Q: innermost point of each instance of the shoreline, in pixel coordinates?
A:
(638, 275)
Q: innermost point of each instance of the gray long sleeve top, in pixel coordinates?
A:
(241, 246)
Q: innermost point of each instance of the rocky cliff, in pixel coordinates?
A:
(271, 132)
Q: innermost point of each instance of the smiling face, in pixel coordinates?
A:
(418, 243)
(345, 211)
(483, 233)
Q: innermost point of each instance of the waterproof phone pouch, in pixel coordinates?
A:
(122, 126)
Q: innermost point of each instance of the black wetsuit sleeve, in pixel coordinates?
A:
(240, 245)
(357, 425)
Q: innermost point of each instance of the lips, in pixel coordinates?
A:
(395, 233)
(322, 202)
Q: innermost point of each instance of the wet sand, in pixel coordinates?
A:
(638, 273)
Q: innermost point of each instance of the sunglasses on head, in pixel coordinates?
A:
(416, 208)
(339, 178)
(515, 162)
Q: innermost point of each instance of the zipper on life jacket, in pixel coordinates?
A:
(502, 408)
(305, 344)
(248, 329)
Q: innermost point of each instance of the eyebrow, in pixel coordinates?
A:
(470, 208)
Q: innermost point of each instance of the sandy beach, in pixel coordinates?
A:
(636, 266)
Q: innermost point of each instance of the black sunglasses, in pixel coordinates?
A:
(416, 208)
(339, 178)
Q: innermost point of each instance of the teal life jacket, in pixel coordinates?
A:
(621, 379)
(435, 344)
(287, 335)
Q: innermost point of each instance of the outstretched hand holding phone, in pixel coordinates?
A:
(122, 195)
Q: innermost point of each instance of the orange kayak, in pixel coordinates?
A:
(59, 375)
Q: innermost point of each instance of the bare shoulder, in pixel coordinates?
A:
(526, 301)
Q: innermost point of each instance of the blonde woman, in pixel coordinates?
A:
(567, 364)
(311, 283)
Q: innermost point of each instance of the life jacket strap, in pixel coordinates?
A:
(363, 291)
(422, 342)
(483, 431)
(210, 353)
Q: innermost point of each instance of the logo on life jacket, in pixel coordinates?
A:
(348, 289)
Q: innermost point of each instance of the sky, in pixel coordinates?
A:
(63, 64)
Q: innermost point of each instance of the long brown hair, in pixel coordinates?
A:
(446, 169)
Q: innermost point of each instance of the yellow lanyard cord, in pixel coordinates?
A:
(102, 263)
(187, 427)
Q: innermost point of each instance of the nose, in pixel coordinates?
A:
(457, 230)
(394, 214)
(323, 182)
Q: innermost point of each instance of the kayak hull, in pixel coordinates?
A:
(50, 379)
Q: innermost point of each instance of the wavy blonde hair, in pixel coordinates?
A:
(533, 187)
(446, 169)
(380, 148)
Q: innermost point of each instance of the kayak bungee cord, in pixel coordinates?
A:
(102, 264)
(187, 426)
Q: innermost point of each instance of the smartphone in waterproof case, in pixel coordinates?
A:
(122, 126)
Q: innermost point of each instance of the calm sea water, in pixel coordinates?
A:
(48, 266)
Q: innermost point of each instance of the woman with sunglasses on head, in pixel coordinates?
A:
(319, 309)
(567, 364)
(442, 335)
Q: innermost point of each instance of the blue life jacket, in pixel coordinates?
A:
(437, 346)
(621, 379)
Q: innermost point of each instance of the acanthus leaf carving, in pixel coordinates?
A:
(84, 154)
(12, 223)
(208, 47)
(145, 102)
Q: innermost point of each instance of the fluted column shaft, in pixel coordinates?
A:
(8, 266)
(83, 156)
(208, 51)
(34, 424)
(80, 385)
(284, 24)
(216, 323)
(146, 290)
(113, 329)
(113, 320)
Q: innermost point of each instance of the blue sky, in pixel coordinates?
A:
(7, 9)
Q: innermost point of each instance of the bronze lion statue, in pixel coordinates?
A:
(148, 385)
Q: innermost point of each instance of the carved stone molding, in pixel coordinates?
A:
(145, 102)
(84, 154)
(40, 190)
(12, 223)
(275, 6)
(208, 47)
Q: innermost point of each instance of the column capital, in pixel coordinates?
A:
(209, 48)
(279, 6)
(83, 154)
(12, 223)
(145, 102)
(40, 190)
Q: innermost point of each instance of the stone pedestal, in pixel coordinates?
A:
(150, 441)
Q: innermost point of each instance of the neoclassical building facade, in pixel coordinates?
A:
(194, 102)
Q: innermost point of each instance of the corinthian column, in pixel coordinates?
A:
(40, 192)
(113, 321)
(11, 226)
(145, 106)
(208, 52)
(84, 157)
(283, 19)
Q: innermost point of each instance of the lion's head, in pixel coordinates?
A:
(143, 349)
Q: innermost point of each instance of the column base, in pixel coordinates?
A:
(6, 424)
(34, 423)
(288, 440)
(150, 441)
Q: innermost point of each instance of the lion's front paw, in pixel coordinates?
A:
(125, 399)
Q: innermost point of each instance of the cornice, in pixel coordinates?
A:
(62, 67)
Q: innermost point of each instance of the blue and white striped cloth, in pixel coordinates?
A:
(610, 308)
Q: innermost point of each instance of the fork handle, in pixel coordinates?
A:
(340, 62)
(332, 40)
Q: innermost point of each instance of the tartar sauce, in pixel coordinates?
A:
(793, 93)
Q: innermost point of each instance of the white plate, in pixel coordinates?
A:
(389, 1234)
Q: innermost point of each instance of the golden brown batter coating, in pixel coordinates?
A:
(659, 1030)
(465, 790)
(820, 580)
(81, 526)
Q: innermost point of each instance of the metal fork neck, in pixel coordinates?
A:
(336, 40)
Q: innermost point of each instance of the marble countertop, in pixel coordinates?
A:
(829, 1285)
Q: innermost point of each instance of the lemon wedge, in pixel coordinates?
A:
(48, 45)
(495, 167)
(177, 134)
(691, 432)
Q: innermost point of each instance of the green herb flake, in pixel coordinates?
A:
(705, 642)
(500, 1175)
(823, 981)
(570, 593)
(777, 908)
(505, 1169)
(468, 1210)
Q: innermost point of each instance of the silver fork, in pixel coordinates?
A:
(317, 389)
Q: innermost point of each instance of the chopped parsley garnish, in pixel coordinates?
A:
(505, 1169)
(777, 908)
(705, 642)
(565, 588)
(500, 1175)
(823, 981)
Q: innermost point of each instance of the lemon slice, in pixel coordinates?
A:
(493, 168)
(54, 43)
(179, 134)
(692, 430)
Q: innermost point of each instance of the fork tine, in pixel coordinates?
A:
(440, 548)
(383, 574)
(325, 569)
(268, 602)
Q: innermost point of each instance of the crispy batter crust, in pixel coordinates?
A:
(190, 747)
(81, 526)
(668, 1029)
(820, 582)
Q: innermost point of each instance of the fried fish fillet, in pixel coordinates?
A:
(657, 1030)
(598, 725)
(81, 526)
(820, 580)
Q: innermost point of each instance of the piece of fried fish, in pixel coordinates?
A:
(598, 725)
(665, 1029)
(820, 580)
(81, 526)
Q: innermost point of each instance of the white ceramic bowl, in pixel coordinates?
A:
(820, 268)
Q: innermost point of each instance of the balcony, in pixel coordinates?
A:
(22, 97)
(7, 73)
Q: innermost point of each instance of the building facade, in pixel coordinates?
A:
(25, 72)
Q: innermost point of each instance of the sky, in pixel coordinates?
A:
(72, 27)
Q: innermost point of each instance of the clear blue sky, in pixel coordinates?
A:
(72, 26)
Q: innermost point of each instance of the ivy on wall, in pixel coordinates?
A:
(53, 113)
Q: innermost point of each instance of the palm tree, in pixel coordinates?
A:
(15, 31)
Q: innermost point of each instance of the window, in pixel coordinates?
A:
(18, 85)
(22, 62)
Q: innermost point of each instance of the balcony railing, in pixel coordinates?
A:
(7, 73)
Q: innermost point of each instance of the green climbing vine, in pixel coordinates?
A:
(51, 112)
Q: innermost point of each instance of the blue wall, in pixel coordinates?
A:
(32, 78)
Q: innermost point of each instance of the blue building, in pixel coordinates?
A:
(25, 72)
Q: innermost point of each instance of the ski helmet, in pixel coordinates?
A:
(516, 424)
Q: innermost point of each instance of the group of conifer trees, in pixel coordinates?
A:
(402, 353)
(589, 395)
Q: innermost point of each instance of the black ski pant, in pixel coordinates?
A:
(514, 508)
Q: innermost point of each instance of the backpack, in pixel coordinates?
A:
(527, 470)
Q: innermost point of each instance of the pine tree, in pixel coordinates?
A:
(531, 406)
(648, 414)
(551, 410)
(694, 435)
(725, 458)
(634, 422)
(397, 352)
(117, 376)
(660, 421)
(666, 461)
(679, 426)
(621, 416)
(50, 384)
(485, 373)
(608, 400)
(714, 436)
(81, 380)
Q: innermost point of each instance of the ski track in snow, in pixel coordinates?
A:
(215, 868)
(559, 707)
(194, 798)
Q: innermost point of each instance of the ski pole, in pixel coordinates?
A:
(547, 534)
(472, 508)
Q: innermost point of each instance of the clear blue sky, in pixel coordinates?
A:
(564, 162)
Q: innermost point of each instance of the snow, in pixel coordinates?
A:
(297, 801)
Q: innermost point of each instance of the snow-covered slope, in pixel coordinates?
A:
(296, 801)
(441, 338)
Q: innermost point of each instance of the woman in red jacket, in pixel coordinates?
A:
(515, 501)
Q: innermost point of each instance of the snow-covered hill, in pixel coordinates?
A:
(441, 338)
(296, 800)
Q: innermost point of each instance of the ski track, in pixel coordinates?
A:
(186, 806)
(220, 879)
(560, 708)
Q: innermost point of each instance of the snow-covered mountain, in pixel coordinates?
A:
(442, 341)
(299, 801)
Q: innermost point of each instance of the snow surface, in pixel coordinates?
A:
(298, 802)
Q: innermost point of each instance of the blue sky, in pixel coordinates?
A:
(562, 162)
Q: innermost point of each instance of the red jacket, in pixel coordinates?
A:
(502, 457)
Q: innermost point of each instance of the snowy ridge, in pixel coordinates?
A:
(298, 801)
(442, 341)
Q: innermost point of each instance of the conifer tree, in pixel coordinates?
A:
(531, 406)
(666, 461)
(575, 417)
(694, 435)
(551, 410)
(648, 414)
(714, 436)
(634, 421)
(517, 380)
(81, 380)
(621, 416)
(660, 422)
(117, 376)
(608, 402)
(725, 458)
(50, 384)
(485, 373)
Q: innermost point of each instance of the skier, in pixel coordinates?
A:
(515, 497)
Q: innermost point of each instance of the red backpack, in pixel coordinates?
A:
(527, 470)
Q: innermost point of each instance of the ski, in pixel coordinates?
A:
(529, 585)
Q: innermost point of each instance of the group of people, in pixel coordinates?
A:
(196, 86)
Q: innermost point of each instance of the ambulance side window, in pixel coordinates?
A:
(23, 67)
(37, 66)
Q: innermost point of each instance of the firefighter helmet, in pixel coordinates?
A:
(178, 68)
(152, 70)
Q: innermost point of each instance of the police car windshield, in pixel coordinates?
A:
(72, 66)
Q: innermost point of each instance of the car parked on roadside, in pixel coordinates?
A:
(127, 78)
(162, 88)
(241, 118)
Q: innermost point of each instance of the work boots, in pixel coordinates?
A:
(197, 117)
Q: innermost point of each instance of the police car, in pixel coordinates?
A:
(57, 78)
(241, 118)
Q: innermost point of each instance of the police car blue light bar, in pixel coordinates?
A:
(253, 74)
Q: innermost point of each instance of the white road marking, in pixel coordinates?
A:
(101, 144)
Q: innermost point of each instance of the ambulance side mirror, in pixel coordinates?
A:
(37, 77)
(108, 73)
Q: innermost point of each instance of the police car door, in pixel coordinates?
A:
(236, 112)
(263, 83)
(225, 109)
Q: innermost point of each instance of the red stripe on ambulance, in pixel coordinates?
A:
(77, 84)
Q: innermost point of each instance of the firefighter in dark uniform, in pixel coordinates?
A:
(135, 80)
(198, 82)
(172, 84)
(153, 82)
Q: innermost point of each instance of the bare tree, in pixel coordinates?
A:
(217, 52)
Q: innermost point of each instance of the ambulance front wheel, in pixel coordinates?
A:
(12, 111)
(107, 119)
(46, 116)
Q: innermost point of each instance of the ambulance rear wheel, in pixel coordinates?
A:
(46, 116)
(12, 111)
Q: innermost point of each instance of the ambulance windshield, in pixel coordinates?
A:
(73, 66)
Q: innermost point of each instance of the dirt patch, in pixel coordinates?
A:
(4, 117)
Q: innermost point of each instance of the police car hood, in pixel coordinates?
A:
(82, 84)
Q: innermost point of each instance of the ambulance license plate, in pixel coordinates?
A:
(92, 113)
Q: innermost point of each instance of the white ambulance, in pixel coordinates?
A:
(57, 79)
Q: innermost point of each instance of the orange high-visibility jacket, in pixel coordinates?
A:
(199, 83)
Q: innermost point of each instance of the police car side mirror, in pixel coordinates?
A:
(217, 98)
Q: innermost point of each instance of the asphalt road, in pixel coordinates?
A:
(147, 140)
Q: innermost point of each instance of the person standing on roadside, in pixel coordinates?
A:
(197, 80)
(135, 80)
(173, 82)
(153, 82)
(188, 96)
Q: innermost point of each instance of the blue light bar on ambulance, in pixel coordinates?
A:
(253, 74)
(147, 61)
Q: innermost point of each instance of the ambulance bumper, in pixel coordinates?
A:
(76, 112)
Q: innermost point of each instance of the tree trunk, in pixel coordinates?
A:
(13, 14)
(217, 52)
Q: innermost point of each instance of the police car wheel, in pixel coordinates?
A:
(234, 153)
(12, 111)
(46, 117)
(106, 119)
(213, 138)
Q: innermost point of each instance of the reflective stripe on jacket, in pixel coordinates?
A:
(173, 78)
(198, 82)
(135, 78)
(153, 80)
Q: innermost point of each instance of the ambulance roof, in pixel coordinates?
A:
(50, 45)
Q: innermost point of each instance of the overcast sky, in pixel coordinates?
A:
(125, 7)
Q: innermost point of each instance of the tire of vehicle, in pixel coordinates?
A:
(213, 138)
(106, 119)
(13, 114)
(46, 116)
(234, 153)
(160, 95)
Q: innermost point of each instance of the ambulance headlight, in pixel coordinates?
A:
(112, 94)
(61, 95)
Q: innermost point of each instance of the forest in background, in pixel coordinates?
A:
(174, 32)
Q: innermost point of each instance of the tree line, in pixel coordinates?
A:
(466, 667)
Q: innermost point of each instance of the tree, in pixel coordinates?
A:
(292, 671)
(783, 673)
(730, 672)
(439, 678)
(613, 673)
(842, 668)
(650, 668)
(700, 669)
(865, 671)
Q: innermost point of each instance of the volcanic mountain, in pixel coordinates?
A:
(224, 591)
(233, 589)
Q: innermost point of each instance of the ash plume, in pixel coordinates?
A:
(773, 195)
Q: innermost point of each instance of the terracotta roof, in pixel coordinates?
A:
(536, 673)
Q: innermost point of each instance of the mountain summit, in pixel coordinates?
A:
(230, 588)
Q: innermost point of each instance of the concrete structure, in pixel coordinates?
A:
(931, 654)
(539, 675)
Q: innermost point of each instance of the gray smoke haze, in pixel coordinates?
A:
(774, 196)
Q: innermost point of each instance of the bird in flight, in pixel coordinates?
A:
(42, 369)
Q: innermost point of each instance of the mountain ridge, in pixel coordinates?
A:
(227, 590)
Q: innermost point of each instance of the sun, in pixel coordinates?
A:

Work instructions ::
Read the listing. Copy each line that has the word "brown" in it.

Output for this exercise ::
Q: innermost point of each instance of the long brown hair, in pixel coordinates?
Q: innermost point of each instance of the golden brown batter coating, in pixel coordinates?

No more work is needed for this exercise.